━━━━━ Given records
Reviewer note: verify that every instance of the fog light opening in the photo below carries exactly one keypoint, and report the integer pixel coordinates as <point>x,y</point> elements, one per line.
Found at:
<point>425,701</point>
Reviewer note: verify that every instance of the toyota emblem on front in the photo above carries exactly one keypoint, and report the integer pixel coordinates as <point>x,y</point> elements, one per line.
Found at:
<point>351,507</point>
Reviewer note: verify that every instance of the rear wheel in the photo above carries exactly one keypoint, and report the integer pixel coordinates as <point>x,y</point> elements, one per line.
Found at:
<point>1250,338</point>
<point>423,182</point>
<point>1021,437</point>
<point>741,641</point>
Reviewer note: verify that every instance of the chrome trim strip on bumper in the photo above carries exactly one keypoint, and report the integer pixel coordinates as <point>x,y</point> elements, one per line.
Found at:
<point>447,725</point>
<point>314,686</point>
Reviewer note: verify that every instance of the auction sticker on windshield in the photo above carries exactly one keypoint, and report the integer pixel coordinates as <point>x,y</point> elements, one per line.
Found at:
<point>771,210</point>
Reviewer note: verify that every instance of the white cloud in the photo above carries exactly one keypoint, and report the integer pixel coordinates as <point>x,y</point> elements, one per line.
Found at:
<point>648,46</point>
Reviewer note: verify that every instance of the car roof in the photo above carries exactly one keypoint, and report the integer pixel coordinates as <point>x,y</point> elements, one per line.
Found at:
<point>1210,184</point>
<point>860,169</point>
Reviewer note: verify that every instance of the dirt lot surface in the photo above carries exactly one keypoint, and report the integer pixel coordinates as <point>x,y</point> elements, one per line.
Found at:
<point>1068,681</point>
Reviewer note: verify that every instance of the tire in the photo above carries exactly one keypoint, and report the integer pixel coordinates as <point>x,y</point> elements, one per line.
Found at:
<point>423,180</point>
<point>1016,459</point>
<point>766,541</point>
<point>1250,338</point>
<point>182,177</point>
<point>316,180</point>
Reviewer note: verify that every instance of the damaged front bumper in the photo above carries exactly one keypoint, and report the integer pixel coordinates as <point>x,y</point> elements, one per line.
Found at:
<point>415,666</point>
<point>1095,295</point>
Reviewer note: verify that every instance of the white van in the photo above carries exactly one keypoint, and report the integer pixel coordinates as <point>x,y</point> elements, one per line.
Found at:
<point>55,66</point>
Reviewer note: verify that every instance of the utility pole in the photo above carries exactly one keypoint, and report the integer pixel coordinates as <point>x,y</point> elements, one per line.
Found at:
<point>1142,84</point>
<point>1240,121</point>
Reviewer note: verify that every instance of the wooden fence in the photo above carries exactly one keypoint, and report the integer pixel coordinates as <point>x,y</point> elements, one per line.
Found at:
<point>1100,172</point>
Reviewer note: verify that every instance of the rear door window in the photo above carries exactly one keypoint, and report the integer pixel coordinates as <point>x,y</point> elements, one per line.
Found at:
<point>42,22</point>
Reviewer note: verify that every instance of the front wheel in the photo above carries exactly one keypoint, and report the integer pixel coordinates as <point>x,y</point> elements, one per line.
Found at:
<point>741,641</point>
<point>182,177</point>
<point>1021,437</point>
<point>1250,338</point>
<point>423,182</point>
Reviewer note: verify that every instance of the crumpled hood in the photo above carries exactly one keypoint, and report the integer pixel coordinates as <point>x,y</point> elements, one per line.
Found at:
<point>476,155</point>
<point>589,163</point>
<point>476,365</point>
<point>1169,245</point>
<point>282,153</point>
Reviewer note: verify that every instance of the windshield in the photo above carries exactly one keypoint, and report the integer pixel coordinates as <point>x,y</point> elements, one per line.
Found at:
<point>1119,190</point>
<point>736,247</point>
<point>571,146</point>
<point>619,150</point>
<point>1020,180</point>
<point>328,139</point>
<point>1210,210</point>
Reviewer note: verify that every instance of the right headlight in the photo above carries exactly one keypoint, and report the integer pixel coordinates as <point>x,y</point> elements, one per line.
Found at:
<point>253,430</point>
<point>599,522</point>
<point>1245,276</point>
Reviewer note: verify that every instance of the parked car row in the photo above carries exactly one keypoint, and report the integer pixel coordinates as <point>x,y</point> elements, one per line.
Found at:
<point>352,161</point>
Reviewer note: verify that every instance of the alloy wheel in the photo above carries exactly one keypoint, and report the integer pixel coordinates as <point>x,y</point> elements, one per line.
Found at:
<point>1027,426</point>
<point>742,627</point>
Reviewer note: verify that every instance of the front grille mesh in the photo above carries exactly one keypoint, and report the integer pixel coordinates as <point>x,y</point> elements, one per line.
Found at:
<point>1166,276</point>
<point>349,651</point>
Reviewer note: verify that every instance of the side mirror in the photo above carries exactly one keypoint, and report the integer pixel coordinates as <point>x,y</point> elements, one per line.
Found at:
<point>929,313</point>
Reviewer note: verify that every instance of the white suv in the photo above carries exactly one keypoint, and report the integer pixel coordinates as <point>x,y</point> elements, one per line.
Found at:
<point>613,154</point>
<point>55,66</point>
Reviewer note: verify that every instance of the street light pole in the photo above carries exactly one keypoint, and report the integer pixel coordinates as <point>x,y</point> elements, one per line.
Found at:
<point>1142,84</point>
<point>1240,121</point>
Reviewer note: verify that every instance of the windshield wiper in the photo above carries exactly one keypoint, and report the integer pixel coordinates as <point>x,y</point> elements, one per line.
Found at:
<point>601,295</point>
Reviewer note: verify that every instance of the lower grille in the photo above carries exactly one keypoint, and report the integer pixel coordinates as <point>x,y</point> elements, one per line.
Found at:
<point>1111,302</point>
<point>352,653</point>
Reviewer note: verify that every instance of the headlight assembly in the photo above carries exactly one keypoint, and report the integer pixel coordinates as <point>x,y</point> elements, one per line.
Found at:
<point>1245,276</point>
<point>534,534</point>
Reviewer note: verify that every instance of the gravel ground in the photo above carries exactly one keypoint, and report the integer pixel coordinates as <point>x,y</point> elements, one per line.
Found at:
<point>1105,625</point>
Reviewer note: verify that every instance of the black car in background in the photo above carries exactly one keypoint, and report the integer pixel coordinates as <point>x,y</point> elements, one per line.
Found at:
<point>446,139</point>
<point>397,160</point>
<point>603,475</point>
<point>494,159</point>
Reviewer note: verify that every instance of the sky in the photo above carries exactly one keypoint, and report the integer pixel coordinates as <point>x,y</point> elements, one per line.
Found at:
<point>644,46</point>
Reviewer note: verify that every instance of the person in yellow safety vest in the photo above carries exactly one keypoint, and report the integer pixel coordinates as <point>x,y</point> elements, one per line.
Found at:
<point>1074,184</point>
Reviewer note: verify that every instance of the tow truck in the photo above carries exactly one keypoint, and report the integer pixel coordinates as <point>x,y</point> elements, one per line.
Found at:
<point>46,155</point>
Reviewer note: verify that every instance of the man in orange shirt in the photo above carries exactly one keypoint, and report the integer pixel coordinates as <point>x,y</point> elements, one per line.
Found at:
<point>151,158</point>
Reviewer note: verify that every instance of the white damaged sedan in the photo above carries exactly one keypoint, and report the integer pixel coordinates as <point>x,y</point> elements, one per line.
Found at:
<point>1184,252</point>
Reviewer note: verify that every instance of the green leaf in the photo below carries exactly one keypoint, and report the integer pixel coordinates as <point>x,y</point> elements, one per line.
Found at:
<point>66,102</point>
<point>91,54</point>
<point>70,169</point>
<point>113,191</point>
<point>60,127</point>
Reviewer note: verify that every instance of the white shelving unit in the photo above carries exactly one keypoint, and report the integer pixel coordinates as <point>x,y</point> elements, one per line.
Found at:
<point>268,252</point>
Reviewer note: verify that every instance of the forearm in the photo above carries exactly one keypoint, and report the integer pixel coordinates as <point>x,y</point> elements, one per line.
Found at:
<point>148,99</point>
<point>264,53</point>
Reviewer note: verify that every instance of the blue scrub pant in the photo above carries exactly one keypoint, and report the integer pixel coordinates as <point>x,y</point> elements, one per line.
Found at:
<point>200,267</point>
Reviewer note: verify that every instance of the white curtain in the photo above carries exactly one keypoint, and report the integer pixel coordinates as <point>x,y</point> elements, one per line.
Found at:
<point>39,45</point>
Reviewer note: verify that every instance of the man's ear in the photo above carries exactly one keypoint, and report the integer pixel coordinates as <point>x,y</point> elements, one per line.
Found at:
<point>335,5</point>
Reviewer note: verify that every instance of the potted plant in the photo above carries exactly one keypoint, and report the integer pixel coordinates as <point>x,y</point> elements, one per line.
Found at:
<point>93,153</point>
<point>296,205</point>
━━━━━━━━━━
> _Given exercise_
Rewrite the listing above as a two-column CSV, with columns named "request" and "points". Start at the line with "Reviewer note: verify that every instance of the car" and continue through the line with "<point>42,22</point>". Give one row per request, holding its text and the points given for it, with each in a single quoted field and line breaks replaced by spaces.

> _Solution below_
request,points
"Reviewer note: verify that every instance of the car roof in the photo above carries exactly one keypoint, and report the integer pixel coordinates as <point>x,y</point> elements, one per line. Found at:","<point>1210,184</point> <point>860,169</point>"
"Reviewer note: verify that every instance of the dirt lot surface in the photo above carries exactly one keypoint, and report the integer pixel coordinates as <point>x,y</point> elements, one per line. Found at:","<point>1068,681</point>"
"Reviewer note: verify that every instance of the tire in the photo above carries exactly one keypoint, and report the integer pixel coordinates as <point>x,y</point> elements, one per line. Found at:","<point>423,180</point> <point>1016,459</point> <point>766,541</point> <point>1250,338</point> <point>182,177</point> <point>316,180</point>"
"Reviewer note: verify that every instance of the damaged front bumper in the photo above carries exactly one keypoint, and report the integer pixel coordinates as <point>x,y</point> elements, one per line. Found at:","<point>415,666</point> <point>1095,295</point>"
"Reviewer note: verify that every instance of the white van in the photo above carries exactly one keypoint, and report the integer pixel coordinates as <point>x,y</point> elements, one per line. Found at:","<point>55,66</point>"
"Reviewer note: verify that every instance of the utility pole in the photo above carries exactly one keypoint, and report the integer pixel coordinates as <point>x,y</point> elements, one per line. Found at:","<point>1142,84</point> <point>1240,121</point>"
"Reviewer note: verify that every instance of the wooden fence in the photo above carries exactly one keypoint, and report the integer pixel coordinates as <point>x,y</point> elements, one per line. Found at:","<point>1100,172</point>"
"Reviewer note: verify that every instance of the rear door window in the photo above carries exactly one keypoint, and report the integer pixel coordinates as <point>x,y</point> elements, one per line. Found at:","<point>42,22</point>"